#### Exercise directions:
Using the records below, copy every line that holds the string "concrete".

[Referring expression data]

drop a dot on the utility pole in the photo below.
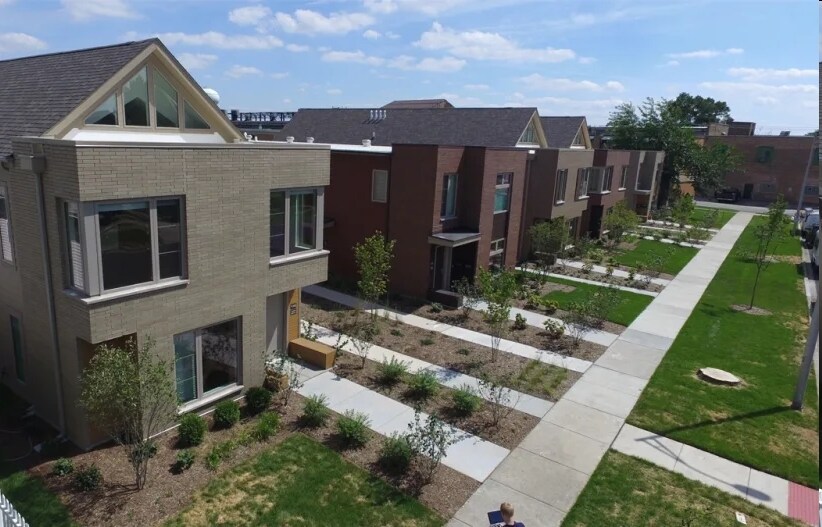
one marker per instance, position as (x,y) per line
(807,360)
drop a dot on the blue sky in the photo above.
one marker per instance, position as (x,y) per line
(564,57)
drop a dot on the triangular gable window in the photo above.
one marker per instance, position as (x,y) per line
(529,136)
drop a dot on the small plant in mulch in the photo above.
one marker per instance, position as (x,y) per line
(87,478)
(63,467)
(315,411)
(185,460)
(423,385)
(391,372)
(465,401)
(352,429)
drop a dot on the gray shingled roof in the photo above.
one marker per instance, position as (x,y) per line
(37,92)
(561,131)
(440,126)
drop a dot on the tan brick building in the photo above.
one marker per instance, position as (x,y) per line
(134,208)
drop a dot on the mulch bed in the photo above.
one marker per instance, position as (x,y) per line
(508,434)
(464,357)
(117,502)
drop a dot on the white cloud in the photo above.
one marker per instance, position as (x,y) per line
(760,74)
(16,42)
(215,39)
(88,9)
(536,81)
(312,23)
(480,45)
(236,71)
(196,61)
(705,53)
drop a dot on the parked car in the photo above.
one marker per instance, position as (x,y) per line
(810,226)
(729,194)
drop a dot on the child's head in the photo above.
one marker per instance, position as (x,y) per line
(507,511)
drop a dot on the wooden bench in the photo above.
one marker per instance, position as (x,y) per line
(312,352)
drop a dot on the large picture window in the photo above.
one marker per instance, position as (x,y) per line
(294,222)
(207,359)
(139,241)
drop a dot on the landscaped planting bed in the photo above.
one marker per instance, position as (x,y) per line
(628,491)
(751,424)
(508,434)
(540,380)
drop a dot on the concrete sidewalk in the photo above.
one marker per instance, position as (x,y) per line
(546,473)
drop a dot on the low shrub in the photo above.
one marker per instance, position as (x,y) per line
(257,399)
(396,454)
(63,467)
(391,372)
(88,478)
(185,460)
(465,400)
(352,428)
(267,425)
(550,306)
(226,414)
(554,328)
(192,430)
(423,385)
(315,411)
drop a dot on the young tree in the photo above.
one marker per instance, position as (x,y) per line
(373,258)
(767,235)
(620,220)
(548,241)
(129,393)
(497,290)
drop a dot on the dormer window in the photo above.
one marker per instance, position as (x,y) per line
(133,104)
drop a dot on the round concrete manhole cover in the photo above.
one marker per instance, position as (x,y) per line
(718,376)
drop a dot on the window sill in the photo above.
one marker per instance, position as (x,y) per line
(210,398)
(307,255)
(125,293)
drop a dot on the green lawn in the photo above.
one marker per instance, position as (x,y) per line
(301,482)
(722,217)
(632,304)
(752,425)
(679,258)
(628,491)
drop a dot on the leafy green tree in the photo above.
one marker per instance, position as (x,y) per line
(129,393)
(768,234)
(619,220)
(373,258)
(699,111)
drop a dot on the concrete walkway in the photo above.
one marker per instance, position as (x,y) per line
(447,377)
(470,455)
(508,346)
(544,475)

#### Your response:
drop a dot on the concrete sidewalk in the photo above.
drop a dot on the round concrete manhole cover in the photo above.
drop a dot on the concrete walkway in the photo above.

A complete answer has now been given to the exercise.